**PROBLEM DESCRIPTION**
Lay out the lines below as a numbered list, omitting any blank lines and leaving out the pictures.

━━ DATASET EXTRACT ━━

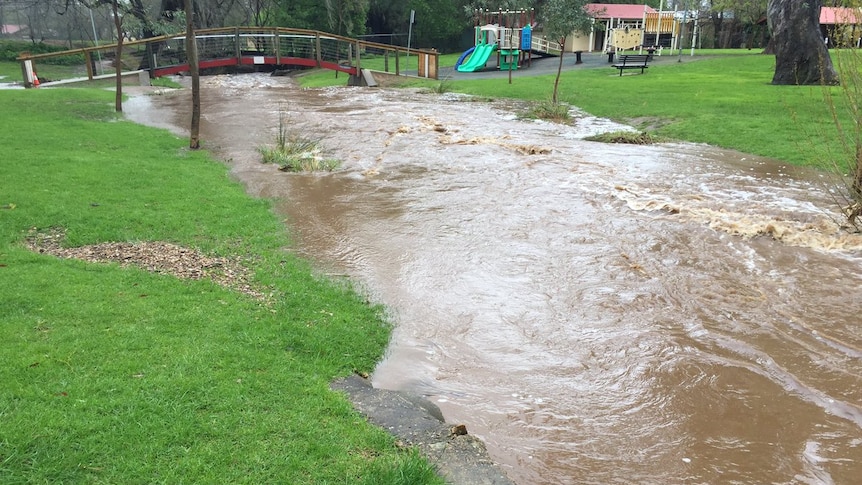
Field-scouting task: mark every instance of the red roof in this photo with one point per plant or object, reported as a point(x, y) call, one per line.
point(618, 10)
point(839, 15)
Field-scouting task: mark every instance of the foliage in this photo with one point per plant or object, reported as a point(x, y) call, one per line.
point(562, 18)
point(349, 16)
point(346, 17)
point(845, 104)
point(120, 375)
point(11, 49)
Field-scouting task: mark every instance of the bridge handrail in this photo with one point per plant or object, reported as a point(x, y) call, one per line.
point(231, 30)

━━━

**EXERCISE OUTPUT**
1. Field-scouting task: mark every instance of the red roof in this photo with one point per plant or object, reported as a point(x, y) call, one per line.
2. point(618, 10)
3. point(839, 15)
4. Field-scouting task: mark every instance of the foliage in this photo with one point per plant or object, reported as a point(x, y) call, one per line.
5. point(562, 18)
6. point(349, 16)
7. point(346, 17)
8. point(845, 104)
9. point(120, 375)
10. point(11, 49)
11. Field-scouting task: mark every instance of the bridge handrail in this photo with one point per plant or object, reported as a point(x, y) call, one per line.
12. point(231, 30)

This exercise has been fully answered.